## DETALHES DO PROBLEMA:
Copie todo o material abaixo linha por linha, sem alterar nada, e deixe as imagens de fora da resposta.

## MATERIAL PARA PROCESSAR:
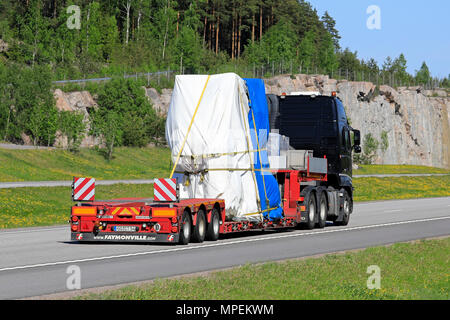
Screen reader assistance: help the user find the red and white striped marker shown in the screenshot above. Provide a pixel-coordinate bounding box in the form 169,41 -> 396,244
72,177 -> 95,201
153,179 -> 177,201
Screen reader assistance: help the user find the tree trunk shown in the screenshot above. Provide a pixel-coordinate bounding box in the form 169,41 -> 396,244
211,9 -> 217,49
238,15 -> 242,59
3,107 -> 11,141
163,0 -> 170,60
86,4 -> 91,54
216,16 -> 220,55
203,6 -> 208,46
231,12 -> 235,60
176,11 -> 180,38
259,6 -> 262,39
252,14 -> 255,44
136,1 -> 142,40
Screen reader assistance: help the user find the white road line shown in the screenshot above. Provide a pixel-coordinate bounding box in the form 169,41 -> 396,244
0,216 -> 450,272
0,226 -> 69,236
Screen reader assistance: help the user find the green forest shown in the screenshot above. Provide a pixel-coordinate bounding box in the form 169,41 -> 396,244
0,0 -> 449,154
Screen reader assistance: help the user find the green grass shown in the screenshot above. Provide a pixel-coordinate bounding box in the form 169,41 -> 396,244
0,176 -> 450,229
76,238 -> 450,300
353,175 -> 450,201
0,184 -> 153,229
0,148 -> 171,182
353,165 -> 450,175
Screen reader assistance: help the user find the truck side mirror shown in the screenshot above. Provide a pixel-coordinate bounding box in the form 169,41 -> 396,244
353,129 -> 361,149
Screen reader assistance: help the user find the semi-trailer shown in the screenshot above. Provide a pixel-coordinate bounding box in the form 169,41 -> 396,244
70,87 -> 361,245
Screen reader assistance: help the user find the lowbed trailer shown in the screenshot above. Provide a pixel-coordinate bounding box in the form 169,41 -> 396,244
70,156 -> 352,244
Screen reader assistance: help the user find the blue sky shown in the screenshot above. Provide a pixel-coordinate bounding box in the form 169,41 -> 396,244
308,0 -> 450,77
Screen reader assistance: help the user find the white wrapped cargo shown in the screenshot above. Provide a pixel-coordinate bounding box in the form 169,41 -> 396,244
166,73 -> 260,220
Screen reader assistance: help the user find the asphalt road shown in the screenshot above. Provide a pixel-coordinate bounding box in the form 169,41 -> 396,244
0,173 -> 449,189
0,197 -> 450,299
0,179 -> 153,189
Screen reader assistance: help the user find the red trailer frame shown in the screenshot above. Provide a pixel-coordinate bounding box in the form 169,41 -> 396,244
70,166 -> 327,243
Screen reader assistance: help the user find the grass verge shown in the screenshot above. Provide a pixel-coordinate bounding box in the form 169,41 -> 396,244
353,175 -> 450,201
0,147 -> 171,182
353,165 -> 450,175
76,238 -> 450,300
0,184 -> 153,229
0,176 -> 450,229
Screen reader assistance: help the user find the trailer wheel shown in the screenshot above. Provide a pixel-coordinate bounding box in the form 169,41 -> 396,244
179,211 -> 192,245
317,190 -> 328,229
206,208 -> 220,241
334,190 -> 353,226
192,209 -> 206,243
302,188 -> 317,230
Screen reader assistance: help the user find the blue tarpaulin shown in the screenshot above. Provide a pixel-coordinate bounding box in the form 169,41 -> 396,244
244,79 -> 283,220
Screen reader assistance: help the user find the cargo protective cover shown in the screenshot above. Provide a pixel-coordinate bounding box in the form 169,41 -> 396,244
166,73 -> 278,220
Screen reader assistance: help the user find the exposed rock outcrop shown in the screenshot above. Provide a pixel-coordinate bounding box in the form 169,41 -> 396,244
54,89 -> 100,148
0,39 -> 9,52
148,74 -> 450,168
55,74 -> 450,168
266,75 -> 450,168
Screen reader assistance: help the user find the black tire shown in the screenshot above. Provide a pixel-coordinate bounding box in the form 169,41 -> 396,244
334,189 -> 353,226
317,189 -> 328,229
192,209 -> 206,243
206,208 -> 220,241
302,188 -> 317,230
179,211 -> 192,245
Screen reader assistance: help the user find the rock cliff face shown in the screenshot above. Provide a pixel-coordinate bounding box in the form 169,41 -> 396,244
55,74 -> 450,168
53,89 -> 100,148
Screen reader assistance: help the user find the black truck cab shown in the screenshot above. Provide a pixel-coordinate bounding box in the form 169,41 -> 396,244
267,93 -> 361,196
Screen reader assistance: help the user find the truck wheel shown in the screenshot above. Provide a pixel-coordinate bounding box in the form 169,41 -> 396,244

## RESPOSTA:
Screen reader assistance: help the user find the red and white striped marker shown in the screenshot above. Provide a pixel-coordinate bounding box in the form 169,41 -> 396,244
72,177 -> 95,201
153,179 -> 177,201
Screen reader assistance: help the user find the tree trunk shown in the screenshot above. Provide a pixel-coordinate bounding box in the form 169,41 -> 396,244
211,9 -> 217,49
238,15 -> 242,59
3,107 -> 11,141
163,0 -> 170,60
86,4 -> 91,54
216,16 -> 220,55
203,6 -> 208,46
231,12 -> 235,60
176,11 -> 180,38
259,6 -> 262,39
252,14 -> 255,44
136,1 -> 142,40
Screen reader assistance: help the user find the white road line shown in the screenshot above. Provide a pixel-coordinate bounding box in the form 169,41 -> 396,244
0,216 -> 450,272
0,226 -> 69,236
Screen reader assistance: help the user find the green forest shown in the screenshot above. Provide a pixel-coordinate bounding box in the form 169,41 -> 396,244
0,0 -> 449,154
Screen reader assistance: help the user find the green grass shown in the screenshot above. Provide a pixel-coordinate bounding box in the form 169,41 -> 396,244
0,176 -> 450,229
76,238 -> 450,300
353,175 -> 450,201
0,184 -> 153,229
0,148 -> 171,182
353,165 -> 450,175
Screen reader assistance: help the user find the truck side mirror shown in the screenshot above. Provide a pixel-coordinate bounding box in the form 169,41 -> 396,244
353,129 -> 361,149
Screen reader assistance: help the user find the semi-trailer shown in the screenshot above. Provide a pixel-coordinate bounding box in the form 169,41 -> 396,244
70,87 -> 361,245
Screen reader assistance: help the user find the lowbed trailer shown in the screenshot above. Provide a pixel-coordinate bounding box in the form 169,41 -> 396,244
70,156 -> 352,244
Screen reader assistance: help the user find the blue sky shown in the screenshot above. Provide a pixel-coordinate bounding box in the form 169,41 -> 396,244
308,0 -> 450,77
Screen reader assistance: help the user find the white wrapped cargo shown in the screenshot above. Provide a pixel-coordinate bounding box in the form 169,41 -> 396,244
166,73 -> 260,220
Screen reader assistance: help the user find the asphalt road shown in the screenshot above. Provide a pixel-coordinate bounding box in the form 169,41 -> 396,244
0,173 -> 449,189
0,197 -> 450,299
0,179 -> 153,189
Screen reader assistance: help the user find the red trailer frame shown in the screenshot above. Provide a pixel-coordinate bounding box in the form 169,41 -> 396,244
70,166 -> 327,243
Screen reader assistance: help the user find the grass verge shown in the screenshot above. Provide a pixel-coordinate bounding box in the form 169,41 -> 396,244
353,175 -> 450,201
0,147 -> 171,182
353,165 -> 450,175
76,238 -> 450,300
0,184 -> 153,229
0,176 -> 450,229
Screen reader assistance: help the user find the trailer wheel shown in the screenshot above. Provide a pixel-coordinate bounding box in the form 169,41 -> 396,244
179,211 -> 192,245
317,190 -> 328,229
206,208 -> 220,241
334,190 -> 353,226
192,209 -> 206,243
302,188 -> 317,230
Screen reader assistance: help the user find the blue tarpaulin shown in the screenshot above. Provide a pixel-coordinate bounding box in the form 169,41 -> 396,244
244,79 -> 283,220
Screen reader assistance: help the user find the cargo protective cover shown in the screenshot above. Provide a pixel-coordinate bounding box in the form 169,41 -> 396,244
166,73 -> 278,220
Screen reader assistance: help the user find the exposed rock outcrop shown in the screenshot above. Provide a pixel-coordinate bounding box in the form 169,41 -> 396,244
54,89 -> 100,148
0,39 -> 9,52
148,74 -> 450,168
55,74 -> 450,168
266,75 -> 450,168
Screen reader assistance: help the user find the black tire shown in the screenshot above. Provide a pixel-coordinate bounding box in the form 169,41 -> 396,244
334,189 -> 353,226
317,189 -> 328,229
192,209 -> 206,243
206,208 -> 220,241
302,188 -> 317,230
179,211 -> 192,245
Screen reader assistance: help the user find the rock cliff face shown in the screenshot above. Provide a pixel-coordinate bounding box in the form 169,41 -> 396,244
55,74 -> 450,168
53,89 -> 100,148
Screen reader assistance: help the user find the black truck cab shown in the screenshot above. Provide a pixel-coordinate bounding box in the form 169,41 -> 396,244
267,93 -> 361,196
Screen reader assistance: help the user find the truck wheel shown in the screenshot above. Provide a pixel-coordinate bounding box in the form 169,41 -> 396,244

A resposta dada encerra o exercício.